**Goal of the exercise:**
Your task is to output all the records below, word for word.

**Provided entries:**
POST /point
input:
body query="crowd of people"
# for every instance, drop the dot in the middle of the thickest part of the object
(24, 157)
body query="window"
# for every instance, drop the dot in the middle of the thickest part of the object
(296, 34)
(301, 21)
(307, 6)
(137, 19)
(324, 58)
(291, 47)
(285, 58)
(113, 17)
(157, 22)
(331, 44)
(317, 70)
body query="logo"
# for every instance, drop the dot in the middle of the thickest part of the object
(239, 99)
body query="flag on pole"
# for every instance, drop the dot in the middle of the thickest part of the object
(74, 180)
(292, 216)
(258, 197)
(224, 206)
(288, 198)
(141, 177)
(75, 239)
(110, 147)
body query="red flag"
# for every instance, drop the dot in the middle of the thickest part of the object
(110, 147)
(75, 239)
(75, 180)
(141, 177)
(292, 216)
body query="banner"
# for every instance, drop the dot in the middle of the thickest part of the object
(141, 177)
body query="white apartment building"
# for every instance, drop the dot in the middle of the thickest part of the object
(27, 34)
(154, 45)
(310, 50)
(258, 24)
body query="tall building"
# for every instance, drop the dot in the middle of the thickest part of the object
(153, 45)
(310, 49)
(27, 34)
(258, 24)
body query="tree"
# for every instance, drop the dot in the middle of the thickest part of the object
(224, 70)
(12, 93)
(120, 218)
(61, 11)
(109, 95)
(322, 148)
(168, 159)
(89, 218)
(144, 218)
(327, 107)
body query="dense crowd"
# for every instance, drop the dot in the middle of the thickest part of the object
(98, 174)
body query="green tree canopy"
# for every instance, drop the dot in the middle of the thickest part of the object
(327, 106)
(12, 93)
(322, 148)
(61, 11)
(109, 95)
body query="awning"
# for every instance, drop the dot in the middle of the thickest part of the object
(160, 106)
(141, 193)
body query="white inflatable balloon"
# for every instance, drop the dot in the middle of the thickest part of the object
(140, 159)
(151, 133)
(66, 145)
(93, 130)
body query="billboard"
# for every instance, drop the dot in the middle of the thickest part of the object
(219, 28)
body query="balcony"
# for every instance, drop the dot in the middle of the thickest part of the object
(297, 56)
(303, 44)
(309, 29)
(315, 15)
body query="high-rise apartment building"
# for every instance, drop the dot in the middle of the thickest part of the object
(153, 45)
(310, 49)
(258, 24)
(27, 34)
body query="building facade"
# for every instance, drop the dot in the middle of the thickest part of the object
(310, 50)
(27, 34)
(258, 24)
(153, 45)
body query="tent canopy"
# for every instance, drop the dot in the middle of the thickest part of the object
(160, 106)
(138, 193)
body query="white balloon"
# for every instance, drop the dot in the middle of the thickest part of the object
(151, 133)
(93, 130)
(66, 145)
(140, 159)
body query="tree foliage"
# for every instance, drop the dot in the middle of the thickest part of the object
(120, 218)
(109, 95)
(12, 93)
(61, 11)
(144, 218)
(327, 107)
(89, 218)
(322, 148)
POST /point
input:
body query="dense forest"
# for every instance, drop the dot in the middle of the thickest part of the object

**Output for this exercise:**
POST /point
input:
body query="crowd of people"
# for every instance, drop the dot in the middle of the thickest part of the object
(24, 157)
body query="window"
# for every instance, drop the dot in the middle of the thickest part of the object
(296, 34)
(301, 21)
(307, 6)
(137, 19)
(324, 58)
(291, 47)
(285, 58)
(113, 17)
(157, 22)
(331, 44)
(317, 70)
body query="logo"
# for every instance, drop the dot in the middle of the thickest part of the object
(239, 99)
body query="flag on pole"
# for every instance, drop the dot in the middle of the thickest part of the object
(74, 180)
(292, 216)
(258, 197)
(224, 206)
(288, 198)
(141, 177)
(75, 239)
(110, 147)
body query="red flag"
# for every instance, drop the dot in the middle of the thickest part of the object
(110, 147)
(75, 239)
(75, 180)
(141, 177)
(292, 216)
body query="banner"
# for every instance, drop the dot in the middle of the thickest part of the object
(141, 177)
body query="white apartment building"
# for every instance, drop the dot in the middle of the thickest part of the object
(27, 34)
(154, 45)
(310, 50)
(258, 24)
body query="tall building"
# for every instance, drop the dot in the middle of the thickest part of the object
(153, 45)
(310, 49)
(27, 34)
(258, 24)
body query="tree"
# for every instance, drop the dot in the middle of the thickest part of the object
(224, 70)
(12, 93)
(120, 218)
(61, 11)
(109, 95)
(322, 148)
(168, 159)
(89, 218)
(144, 218)
(327, 107)
body query="dense crowd"
# for every instance, drop the dot in the middle of the thickest part of the object
(98, 174)
body query="green tree canopy"
# for every instance, drop the dot in the middle of the thickest part of the object
(327, 106)
(12, 93)
(322, 148)
(61, 11)
(109, 95)
body query="awning"
# for every instance, drop the dot in the middle of the thickest part of the object
(160, 106)
(141, 193)
body query="white inflatable balloon"
# for every instance, drop the dot in the middle of the thickest part of the object
(140, 159)
(151, 133)
(66, 145)
(93, 130)
body query="billboard"
# for every instance, drop the dot in the middle of the thickest part of the object
(219, 28)
body query="balcony"
# for every instance, drop the dot in the middle of the thickest part of the object
(297, 56)
(303, 44)
(309, 29)
(315, 15)
body query="high-rise apartment building"
# for every instance, drop the dot in the middle of the thickest part of the object
(153, 45)
(310, 49)
(258, 24)
(27, 34)
body query="building facade"
# for every instance, drop the dot in the middle of the thickest part of the object
(310, 50)
(27, 34)
(258, 24)
(153, 45)
body query="tent canopy"
# for every instance, drop the dot in the middle of the thickest part of the object
(160, 106)
(138, 193)
body query="white balloon"
# for every instance, drop the dot in the middle of the thickest part of the object
(151, 133)
(93, 130)
(66, 145)
(140, 159)
body query="tree foliage"
# for every instance, drop the dot in the middle of the thickest part of the object
(120, 218)
(109, 95)
(12, 93)
(61, 11)
(144, 218)
(327, 107)
(89, 218)
(322, 148)
POST /point
input:
body query="dense forest"
# for every instance, drop the dot in the middle of the thickest part of the object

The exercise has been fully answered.